# Aim of the exercise
Check each line below for the word "nostril". Then give only how many lines have it.

# Task material
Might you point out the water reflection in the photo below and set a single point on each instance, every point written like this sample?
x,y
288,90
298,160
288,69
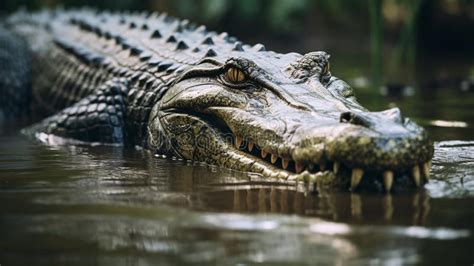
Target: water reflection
x,y
107,205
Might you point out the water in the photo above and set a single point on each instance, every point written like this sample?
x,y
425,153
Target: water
x,y
109,206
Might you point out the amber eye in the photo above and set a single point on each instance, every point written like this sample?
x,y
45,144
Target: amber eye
x,y
326,68
235,75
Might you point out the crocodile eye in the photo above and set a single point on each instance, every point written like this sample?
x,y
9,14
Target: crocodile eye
x,y
235,75
326,68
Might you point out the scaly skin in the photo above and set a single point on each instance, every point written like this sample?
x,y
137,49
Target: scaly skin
x,y
177,89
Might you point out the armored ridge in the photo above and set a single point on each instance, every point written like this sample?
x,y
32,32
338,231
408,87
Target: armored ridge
x,y
75,52
175,88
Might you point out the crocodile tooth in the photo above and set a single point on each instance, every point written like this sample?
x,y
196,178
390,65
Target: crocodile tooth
x,y
250,146
201,28
208,40
415,171
259,47
336,166
171,39
238,47
388,180
181,46
426,169
210,53
356,177
274,158
298,167
238,142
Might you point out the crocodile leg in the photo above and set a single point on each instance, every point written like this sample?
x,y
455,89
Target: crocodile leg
x,y
96,118
15,76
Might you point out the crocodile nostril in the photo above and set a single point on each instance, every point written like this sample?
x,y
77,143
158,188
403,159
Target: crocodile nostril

# Exercise output
2